Parts of the exercise:
1: According to the QAD passage below, why did research firm IDC place QAD in its "Major Players" category?
2: In the QAD passage below, in what month and year did QAD acquire Redzone?

Source passage:
○ ○ ○
In 2025, QAD | Redzone released the newest version of QAD Adaptive, to include an integration with ChampionAI. QAD has been named in the “Major Players” category by research firm IDC for reasons including QAD Adaptive which supports 14 languages and 46 localizations and is deployed in more than 100 countries. It is planned for migration to a public-cloud architecture on Amazon Web Services using Kubernetes and containerization. The management team, including Chief Executive Officer Sanjay Brahmawar, and an ERP implementation agent are among the company’s strengths.

=== Redzone (Connected Workforce) ===
Redzone is a connected-workforce platform for frontline manufacturing teams, combining real-time production dashboards, digital quality and compliance workflows, maintenance and reliability tools, and a learning-management module. Redzone was founded in 2013, based in Miami, Florida, and QAD acquired the company in February 2023. Reuters reported the deal was valued at approximately US$1 billion, though the companies did not formally disclose terms.

Redzone, as a connected-worker application vendor, offers digitized work instructions and collaboration tools for a mid-market ERP vendor competing against larger rivals such as SAP and Oracle.

The Redzone platform is used by more than 1,000 plants and by 300,000 frontline workers with companies including Nestlé, Tyson Foods, and Post Holdings. The company’s 2025 productivity benchmark report indicated an average productivity gain of 26% within 90 days across 1,500 factories.

=== ChampionAI ===
ChampionAI is an agentic-AI layer, introduced in 2024 and 2025 as a network of role-based software agents to automate ERP and operational tasks for procurement, sourcing, and production. It is used with manufacturing execution, supply chain management, human capital management, and customer relationship management systems, as well as IoT platforms and business intelligence tools. The layer is built on third-party infrastructure including Amazon Web Services and Boomi. In October 2025, ChampionAI was available for other QAD products and expected to be released within the ERP system later that year. With ChampionAI, QAD uses AWS Bedrock models, guardrails and agent tooling.
○ ○ ○
Available data:
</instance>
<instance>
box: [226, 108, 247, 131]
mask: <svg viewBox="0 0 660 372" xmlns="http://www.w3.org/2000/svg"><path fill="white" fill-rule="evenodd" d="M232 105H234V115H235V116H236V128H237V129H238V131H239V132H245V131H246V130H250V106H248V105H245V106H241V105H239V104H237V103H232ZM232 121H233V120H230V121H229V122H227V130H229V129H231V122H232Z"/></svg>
○ ○ ○
Activity answers:
1: IDC named QAD a "Major Players" company partly because of QAD Adaptive. That product supports 14 languages and 46 localizations and is deployed in more than 100 countries.

2: February 2023.